Text provided
Nachman HaKohen Krochmal (; born in Brody, Galicia, on 17 February 1785; died at Ternopil on 31 July 1840) was a Jewish Galician philosopher, theologian, and historian.

Biography
He began the study of the Talmud at an early age. At age fourteen he was married, according to the custom of the time, to the daughter of the wealthy merchant Habermann. He then went to live with his father-in-law at Zhovkva, near Lemberg, where he devoted himself entirely to his studies, beginning with Maimonides' The Guide for the Perplexed, and studying other Hebrew philosophical writings.

Krochmal then proceeded to study German and the German philosophers, especially Immanuel Kant, to read Latin and French classics, and Arabic and Syriac books. After suffering a breakdown from overwork in 1808, he went to Lemberg for medical treatment; and the friendship he there formed with S.L. Rapoport, whose teacher he became, was most fruitful for "Jewish science" Wissenschaft des Judentums). On his return to Żółkiew, after having partially recovered, he again took up philosophy, reading Kant, Johann Gottlieb Fichte, and Friedrich Wilhelm Joseph von Schelling, and subsequently Georg Wilhelm Friedrich Hegel, whose system chiefly attracted him and exerted a great influence on his views. Aside from Rapoport, who often visited him in Żółkiew, he gathered around him a group of young students.

In 1814, after the death of his wife's parents, he was compelled to earn a livelihood, and he became a merchant. Twelve years later he lost his wife, and his health became very poor. In spite of failure in business, poor circumstances, and loneliness, he refused an invitation to the rabbinate of Berlin, and instead obtained a position as bookkeeper in Żółkiew, which he held from 1836 to 1838. A serious illness then compelled him to retire to his daughter's house in Tarnopol; and here two years later he died.

Extracted records
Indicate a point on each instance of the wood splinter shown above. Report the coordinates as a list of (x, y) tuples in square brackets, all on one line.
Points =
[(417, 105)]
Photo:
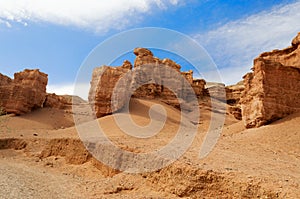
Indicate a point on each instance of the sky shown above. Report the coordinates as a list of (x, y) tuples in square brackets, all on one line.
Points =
[(58, 36)]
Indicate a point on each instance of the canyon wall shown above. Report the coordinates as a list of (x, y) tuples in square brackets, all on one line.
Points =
[(147, 79), (272, 89), (27, 91)]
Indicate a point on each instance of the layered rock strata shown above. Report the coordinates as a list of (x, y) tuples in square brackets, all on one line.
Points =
[(272, 89)]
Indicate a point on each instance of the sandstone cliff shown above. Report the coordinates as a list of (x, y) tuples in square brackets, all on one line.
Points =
[(147, 80), (272, 89), (24, 93)]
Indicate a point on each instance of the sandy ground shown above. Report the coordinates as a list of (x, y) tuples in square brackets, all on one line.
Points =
[(41, 156)]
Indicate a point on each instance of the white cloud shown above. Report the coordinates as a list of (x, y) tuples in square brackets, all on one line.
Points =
[(82, 89), (96, 15), (237, 43)]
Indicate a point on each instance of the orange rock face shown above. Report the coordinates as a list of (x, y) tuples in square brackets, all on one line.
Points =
[(24, 93), (103, 82), (272, 89), (146, 80), (57, 101)]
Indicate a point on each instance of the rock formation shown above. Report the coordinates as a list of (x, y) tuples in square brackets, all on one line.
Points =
[(103, 82), (24, 93), (272, 89), (148, 80), (57, 101)]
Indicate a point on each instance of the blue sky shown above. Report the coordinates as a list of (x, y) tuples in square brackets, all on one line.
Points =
[(57, 36)]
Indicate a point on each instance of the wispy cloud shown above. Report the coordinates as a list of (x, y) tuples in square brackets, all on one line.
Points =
[(79, 89), (235, 44), (99, 16)]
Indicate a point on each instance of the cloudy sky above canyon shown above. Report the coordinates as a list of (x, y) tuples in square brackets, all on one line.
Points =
[(56, 36)]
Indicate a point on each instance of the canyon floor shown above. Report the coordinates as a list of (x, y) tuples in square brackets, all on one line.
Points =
[(41, 156)]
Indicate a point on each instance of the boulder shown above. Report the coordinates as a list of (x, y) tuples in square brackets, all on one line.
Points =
[(27, 91), (272, 89)]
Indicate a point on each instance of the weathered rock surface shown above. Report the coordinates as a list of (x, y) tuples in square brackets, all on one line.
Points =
[(24, 93), (272, 89), (150, 78), (234, 93), (57, 101), (103, 82)]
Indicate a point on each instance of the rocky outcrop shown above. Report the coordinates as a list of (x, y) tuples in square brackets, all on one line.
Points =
[(103, 82), (272, 89), (57, 101), (151, 78), (24, 93), (234, 93)]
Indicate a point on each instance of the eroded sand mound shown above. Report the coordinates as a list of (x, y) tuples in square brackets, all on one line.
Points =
[(250, 163)]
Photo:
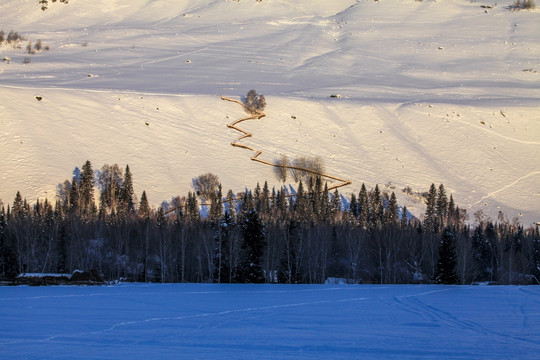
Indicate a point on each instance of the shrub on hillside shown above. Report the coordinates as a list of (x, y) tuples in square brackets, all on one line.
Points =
[(524, 4), (254, 102)]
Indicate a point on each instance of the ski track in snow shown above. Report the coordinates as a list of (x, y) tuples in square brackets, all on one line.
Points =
[(372, 53), (491, 194)]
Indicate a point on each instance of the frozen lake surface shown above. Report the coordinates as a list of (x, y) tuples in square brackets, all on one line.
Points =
[(203, 321)]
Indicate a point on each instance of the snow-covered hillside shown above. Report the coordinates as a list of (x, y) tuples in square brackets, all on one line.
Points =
[(217, 321), (431, 92)]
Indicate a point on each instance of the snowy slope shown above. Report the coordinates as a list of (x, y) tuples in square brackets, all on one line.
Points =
[(431, 91), (214, 321)]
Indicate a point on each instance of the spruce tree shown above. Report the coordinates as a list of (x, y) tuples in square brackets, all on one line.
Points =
[(404, 220), (126, 192), (8, 259), (376, 208), (363, 207), (430, 217), (144, 207), (87, 189), (535, 264), (446, 265), (353, 207), (391, 214), (481, 249), (250, 269), (222, 254), (441, 207)]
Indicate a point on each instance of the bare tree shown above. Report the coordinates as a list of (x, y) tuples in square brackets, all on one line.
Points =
[(254, 102), (280, 168), (205, 185)]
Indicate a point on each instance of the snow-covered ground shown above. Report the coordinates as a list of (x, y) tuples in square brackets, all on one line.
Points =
[(431, 91), (201, 321)]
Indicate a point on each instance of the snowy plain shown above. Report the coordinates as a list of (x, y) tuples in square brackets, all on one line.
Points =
[(431, 92), (205, 321)]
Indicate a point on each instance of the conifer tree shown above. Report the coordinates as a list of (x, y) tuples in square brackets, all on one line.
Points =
[(8, 259), (391, 214), (144, 207), (441, 207), (376, 208), (430, 217), (481, 249), (363, 207), (335, 205), (265, 200), (353, 207), (250, 269), (535, 265), (126, 193), (17, 209), (446, 265), (222, 254), (325, 203), (87, 189), (404, 220), (302, 206), (231, 203)]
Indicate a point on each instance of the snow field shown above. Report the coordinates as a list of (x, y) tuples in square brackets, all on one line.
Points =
[(270, 321), (431, 92)]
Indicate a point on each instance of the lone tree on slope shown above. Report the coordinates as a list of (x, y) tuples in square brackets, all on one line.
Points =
[(254, 102)]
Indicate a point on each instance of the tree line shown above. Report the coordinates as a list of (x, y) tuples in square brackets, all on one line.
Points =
[(259, 236)]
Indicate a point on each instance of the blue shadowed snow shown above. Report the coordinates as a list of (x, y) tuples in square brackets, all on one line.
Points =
[(270, 322)]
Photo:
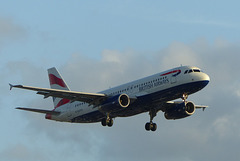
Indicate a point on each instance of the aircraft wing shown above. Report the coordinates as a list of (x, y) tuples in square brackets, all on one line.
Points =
[(91, 98), (39, 110), (203, 107)]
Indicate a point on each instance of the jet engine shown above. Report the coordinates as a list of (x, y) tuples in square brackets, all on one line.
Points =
[(115, 103), (179, 111)]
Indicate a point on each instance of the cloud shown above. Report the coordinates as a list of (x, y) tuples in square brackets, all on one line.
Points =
[(205, 135), (10, 30)]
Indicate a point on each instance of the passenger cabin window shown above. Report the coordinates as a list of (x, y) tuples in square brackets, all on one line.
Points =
[(192, 70)]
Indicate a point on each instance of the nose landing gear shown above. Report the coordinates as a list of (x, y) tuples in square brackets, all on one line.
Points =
[(150, 125), (108, 121)]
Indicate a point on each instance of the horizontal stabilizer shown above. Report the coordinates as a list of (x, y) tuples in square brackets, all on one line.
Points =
[(39, 110)]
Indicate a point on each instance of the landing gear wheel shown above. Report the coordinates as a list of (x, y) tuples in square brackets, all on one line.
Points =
[(110, 123), (148, 126), (107, 122), (154, 127), (104, 122), (184, 97), (151, 126)]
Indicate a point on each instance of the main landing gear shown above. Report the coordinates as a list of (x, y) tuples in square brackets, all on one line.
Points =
[(150, 125), (108, 121)]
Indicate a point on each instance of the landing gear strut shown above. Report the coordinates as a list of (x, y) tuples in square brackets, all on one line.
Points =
[(184, 97), (108, 121), (150, 125)]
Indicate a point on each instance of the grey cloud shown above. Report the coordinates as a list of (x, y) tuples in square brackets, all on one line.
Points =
[(10, 30), (204, 136)]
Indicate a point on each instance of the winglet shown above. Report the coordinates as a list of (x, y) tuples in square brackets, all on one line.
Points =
[(11, 86)]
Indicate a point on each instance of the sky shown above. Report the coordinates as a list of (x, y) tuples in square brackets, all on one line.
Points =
[(101, 44)]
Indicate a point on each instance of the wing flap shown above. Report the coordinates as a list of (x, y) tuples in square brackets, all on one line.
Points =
[(203, 107), (91, 98), (39, 110)]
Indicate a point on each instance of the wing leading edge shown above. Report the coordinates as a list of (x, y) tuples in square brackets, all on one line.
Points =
[(90, 98), (39, 111)]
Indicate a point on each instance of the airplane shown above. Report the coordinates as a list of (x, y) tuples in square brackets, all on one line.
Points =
[(150, 94)]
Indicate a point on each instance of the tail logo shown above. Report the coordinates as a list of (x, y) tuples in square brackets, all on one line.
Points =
[(62, 102), (55, 80)]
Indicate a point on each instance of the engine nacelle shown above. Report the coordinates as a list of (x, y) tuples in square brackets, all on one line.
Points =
[(179, 111), (115, 103)]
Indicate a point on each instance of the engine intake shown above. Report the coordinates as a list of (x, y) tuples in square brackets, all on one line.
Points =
[(115, 103), (179, 111)]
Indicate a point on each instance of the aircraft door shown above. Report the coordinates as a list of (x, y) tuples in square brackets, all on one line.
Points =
[(173, 79)]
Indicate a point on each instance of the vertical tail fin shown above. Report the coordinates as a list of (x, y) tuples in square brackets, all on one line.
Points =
[(57, 82)]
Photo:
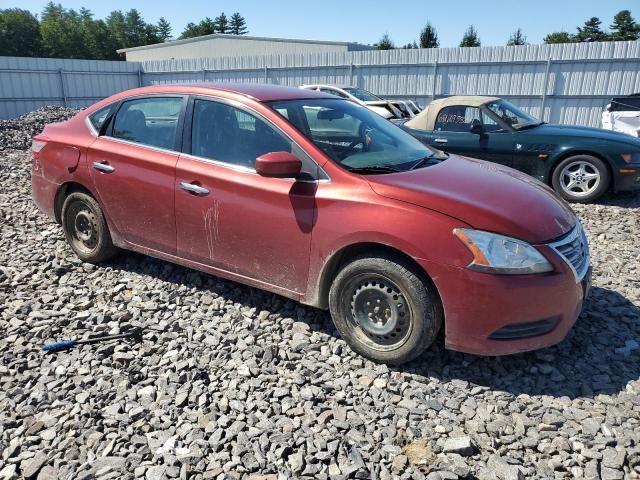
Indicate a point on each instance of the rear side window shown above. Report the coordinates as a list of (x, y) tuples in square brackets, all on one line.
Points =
[(227, 134), (98, 118), (149, 121)]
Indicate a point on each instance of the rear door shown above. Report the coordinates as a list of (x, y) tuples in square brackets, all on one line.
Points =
[(133, 169), (452, 134), (231, 218)]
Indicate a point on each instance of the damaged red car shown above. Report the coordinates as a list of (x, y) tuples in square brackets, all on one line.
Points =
[(320, 200)]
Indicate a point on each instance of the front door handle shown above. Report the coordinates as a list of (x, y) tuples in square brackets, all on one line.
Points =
[(103, 167), (193, 188)]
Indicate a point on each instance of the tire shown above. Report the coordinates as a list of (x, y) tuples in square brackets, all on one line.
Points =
[(411, 314), (85, 228), (590, 173)]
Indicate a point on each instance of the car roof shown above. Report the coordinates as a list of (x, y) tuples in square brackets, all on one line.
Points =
[(260, 92), (426, 119)]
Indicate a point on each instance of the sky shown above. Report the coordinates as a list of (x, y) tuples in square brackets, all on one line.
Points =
[(366, 21)]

Task to complete
Answer these questions from the text on Nachman Krochmal.
(a) How old was Krochmal when he married?
(b) In what year did he suffer a breakdown from overwork?
(c) What position did he hold from 1836 to 1838?

Solution to this task
(a) Fourteen
(b) 1808
(c) Bookkeeper in Żółkiew